**DIRECTIONS**
With the pictures left out, restate exactly the part below that opens with the line containing "[outline] region of white support column" and closes with the line containing "[outline] region of ceiling fan blade".

**DATA FOR ANALYSIS**
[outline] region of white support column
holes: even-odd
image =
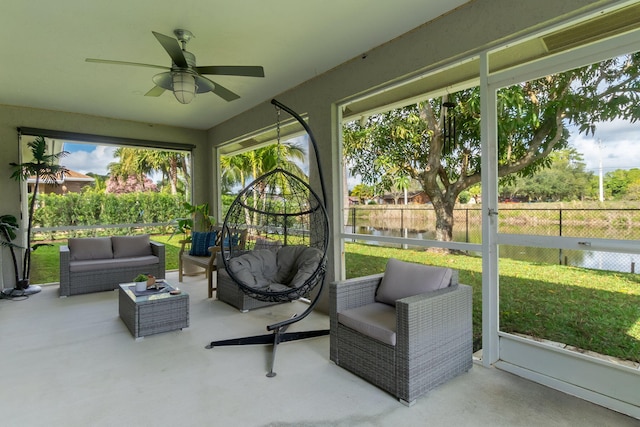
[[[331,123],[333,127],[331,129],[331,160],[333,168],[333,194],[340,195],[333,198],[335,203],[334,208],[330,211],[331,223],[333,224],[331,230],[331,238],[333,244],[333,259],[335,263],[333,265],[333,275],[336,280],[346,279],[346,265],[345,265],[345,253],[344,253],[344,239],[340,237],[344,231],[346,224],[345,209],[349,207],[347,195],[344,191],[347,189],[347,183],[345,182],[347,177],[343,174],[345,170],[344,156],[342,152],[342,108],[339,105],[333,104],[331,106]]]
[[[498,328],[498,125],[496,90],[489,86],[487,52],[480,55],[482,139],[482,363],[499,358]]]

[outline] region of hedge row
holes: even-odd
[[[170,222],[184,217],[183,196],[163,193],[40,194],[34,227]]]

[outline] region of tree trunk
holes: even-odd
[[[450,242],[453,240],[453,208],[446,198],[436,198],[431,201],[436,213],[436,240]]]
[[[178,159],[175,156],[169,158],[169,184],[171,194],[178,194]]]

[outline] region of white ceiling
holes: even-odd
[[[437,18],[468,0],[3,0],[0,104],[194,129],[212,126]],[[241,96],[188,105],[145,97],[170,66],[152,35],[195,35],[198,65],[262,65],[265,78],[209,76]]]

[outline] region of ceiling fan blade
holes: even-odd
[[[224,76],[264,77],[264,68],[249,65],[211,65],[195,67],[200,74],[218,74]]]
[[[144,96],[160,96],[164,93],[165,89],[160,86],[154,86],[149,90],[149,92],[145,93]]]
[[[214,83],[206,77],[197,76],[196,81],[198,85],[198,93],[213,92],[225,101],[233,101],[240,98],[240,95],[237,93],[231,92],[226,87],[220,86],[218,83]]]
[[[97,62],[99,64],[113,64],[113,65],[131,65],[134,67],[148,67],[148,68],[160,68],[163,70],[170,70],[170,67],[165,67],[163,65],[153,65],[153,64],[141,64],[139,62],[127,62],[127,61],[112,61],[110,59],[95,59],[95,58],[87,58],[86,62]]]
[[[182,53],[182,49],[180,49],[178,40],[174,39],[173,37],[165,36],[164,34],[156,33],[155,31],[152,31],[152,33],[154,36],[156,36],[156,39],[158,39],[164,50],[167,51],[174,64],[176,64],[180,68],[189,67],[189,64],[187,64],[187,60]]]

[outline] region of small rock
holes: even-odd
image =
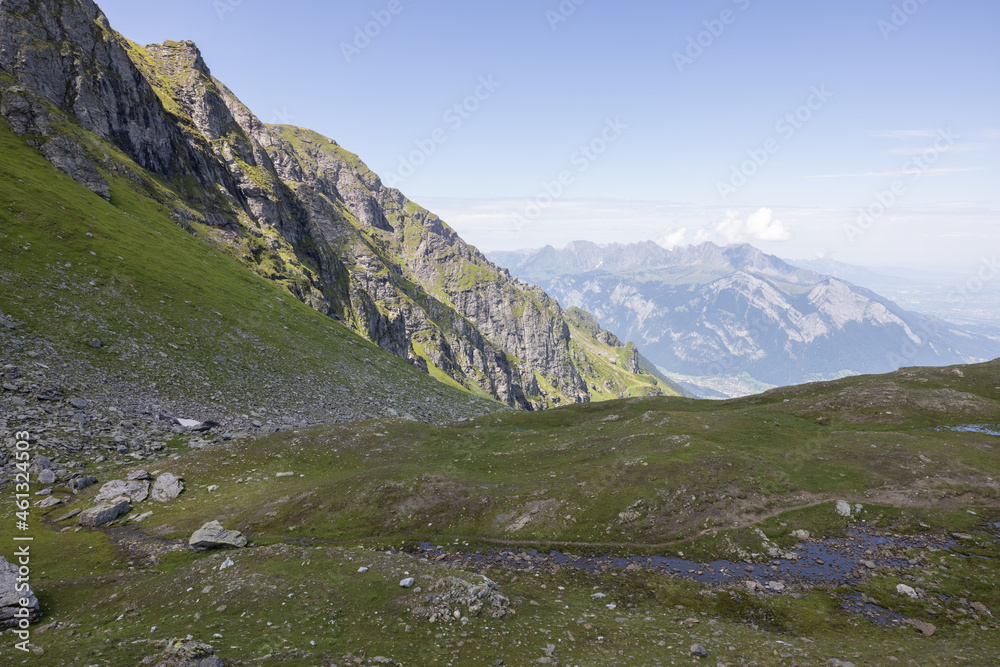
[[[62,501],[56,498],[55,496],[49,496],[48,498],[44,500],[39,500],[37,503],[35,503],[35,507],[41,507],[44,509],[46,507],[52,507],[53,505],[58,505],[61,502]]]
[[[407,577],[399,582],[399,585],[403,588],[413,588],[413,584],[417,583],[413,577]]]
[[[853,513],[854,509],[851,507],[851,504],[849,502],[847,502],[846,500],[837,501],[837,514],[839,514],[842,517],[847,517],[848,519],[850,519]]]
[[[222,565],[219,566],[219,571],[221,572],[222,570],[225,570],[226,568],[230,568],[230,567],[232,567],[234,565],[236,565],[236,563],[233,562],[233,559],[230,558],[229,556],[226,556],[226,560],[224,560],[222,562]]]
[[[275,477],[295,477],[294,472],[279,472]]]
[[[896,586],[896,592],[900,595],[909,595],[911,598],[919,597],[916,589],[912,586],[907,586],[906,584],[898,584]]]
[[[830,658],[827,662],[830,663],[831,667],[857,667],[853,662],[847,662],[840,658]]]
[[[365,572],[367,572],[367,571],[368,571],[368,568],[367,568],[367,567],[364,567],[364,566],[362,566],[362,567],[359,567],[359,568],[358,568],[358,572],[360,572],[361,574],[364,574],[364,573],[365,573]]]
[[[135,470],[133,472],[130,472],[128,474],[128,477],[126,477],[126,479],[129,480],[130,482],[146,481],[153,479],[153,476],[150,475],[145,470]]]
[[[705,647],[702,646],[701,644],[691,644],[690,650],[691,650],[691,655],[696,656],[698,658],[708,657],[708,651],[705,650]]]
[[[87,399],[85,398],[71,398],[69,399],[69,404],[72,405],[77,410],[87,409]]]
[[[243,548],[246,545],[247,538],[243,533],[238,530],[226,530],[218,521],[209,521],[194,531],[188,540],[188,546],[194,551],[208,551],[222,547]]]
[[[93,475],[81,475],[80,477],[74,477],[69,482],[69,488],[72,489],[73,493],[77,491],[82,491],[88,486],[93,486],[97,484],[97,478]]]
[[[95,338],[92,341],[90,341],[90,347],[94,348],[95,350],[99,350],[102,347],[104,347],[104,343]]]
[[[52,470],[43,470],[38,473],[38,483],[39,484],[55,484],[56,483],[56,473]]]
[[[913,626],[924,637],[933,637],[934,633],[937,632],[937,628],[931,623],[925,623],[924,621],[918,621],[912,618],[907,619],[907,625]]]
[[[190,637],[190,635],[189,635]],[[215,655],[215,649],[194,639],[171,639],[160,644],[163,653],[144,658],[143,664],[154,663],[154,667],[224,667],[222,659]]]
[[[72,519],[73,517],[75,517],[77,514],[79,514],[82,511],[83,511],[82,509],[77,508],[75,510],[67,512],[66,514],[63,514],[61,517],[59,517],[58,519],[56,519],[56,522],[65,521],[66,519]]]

* * *

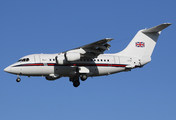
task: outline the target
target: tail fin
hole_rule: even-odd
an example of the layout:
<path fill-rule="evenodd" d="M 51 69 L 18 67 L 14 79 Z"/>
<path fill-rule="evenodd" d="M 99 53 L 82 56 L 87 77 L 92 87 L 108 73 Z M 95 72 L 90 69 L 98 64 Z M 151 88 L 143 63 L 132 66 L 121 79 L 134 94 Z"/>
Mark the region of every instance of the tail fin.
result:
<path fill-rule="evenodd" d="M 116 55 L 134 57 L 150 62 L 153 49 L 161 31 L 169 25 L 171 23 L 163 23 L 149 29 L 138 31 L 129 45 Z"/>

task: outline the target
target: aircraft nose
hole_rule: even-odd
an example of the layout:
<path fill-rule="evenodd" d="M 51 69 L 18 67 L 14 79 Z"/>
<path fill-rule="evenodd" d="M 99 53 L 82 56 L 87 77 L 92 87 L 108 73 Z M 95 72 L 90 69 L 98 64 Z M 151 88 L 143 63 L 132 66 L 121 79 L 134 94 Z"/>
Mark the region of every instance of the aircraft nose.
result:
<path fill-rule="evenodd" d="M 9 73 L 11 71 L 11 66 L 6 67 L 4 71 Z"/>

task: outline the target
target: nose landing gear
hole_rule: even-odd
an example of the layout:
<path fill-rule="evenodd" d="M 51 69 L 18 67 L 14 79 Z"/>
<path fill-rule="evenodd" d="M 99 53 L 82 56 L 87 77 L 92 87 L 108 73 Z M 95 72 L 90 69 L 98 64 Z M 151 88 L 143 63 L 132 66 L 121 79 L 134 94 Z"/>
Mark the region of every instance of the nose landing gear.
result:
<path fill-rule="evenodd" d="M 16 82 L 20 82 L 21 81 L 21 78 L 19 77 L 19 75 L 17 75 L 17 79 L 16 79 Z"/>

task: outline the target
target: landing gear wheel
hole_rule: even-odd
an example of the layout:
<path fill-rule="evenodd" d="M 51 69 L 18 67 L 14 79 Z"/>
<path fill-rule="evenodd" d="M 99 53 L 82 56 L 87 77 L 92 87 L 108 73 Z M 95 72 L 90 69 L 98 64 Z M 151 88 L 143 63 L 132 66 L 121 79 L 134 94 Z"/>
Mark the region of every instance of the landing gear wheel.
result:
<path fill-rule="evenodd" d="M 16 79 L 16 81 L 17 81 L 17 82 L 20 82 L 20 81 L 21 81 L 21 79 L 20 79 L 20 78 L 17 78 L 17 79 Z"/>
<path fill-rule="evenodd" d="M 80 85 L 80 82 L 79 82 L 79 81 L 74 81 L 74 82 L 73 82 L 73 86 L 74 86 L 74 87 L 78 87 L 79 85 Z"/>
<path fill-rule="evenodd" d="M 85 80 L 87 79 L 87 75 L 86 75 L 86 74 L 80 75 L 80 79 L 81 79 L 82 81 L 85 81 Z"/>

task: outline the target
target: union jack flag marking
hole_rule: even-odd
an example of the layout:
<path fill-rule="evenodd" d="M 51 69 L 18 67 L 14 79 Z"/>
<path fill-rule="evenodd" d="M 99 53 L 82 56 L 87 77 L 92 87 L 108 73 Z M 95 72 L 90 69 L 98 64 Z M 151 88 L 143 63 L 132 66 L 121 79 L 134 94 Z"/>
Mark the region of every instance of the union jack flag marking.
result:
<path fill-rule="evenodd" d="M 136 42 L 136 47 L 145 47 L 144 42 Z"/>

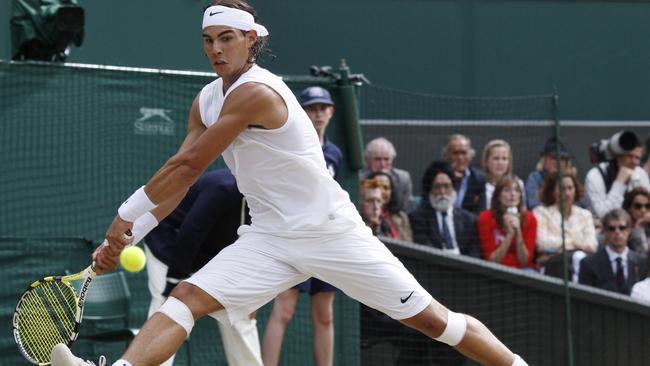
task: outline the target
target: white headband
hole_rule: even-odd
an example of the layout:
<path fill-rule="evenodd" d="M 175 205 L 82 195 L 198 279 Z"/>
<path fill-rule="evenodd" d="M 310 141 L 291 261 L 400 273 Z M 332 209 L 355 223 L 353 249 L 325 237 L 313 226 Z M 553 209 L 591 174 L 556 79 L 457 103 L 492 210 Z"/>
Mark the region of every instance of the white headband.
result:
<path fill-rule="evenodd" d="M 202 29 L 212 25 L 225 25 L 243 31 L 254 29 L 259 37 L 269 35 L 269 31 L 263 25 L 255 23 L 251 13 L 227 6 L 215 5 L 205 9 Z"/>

**REPLY**
[outline] region of white support column
holes: even-odd
image =
[[[331,123],[333,127],[331,129],[331,160],[333,168],[333,194],[340,195],[333,198],[335,203],[334,208],[330,211],[331,223],[333,224],[331,230],[331,238],[333,244],[333,259],[335,263],[333,265],[333,275],[336,280],[346,279],[346,265],[345,265],[345,253],[344,253],[344,239],[340,237],[344,231],[346,224],[345,209],[349,207],[347,195],[344,191],[347,189],[347,183],[345,182],[347,177],[343,174],[345,170],[344,156],[342,152],[342,108],[339,105],[333,104],[331,106]]]
[[[498,328],[498,125],[496,90],[489,86],[487,52],[480,55],[482,139],[482,363],[499,358]]]

[outline] region of hedge row
holes: even-odd
[[[170,222],[184,217],[183,196],[163,193],[40,194],[34,227]]]

[outline] region of tree trunk
holes: even-odd
[[[450,242],[453,240],[453,208],[446,198],[436,198],[431,201],[436,213],[436,240]]]
[[[178,159],[175,156],[169,158],[169,184],[171,194],[178,194]]]

[outline] region of white ceiling
holes: even-odd
[[[437,18],[468,0],[3,0],[0,104],[194,129],[212,126]],[[241,96],[188,105],[145,97],[170,66],[152,35],[195,35],[198,65],[262,65],[265,78],[209,76]]]

[outline] region of ceiling fan blade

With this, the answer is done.